Aim of the task. Pull out each line in the items below that contains the string "water", matching case exactly, and copy every such line in full.
------------------------------------------------------------
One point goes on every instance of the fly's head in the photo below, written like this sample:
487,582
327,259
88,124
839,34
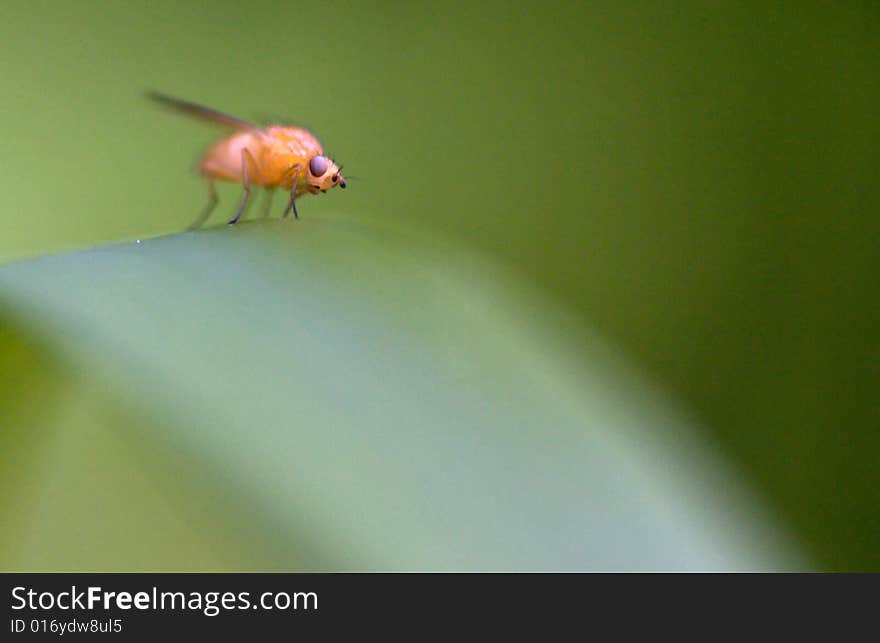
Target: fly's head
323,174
------------------------------------------------------------
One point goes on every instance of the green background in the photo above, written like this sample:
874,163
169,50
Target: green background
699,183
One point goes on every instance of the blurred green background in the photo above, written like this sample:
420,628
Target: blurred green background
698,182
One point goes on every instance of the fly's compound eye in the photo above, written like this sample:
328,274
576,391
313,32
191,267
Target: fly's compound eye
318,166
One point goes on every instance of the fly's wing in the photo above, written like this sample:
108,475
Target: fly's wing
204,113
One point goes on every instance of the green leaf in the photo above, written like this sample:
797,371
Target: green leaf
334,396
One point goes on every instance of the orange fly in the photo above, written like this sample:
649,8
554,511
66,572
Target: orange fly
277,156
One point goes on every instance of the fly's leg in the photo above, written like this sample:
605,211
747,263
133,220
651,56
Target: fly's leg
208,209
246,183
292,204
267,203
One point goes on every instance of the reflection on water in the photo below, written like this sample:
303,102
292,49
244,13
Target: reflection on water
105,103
------------------------------------------------------------
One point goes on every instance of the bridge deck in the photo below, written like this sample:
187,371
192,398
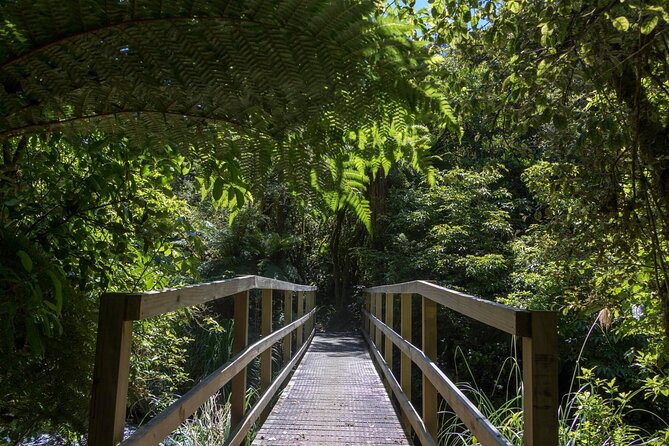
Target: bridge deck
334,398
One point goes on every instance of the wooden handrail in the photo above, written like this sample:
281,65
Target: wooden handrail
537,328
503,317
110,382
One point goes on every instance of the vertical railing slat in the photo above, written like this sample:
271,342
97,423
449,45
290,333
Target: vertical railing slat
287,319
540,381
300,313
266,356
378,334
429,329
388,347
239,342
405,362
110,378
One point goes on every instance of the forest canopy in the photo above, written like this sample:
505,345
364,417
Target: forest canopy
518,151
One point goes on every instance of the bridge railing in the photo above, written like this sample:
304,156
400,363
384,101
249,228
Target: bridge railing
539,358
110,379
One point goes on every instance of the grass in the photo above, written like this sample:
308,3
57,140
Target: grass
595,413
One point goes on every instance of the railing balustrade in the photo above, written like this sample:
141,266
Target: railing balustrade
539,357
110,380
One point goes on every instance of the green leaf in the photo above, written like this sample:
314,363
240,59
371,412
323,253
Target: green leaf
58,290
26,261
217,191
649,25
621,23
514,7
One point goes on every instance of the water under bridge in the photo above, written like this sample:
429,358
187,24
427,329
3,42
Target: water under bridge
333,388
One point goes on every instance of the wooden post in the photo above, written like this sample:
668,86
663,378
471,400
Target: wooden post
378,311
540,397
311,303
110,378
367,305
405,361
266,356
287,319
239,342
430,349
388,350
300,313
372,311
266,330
------------------------------------------------------------
Answer to this problem.
One point goes on every instance of the reflection on water in the photo below, written like this sample:
Target: reflection on water
One point goes on every instance of the water under bridge in the photo above, written like this sample:
Target: water under bridge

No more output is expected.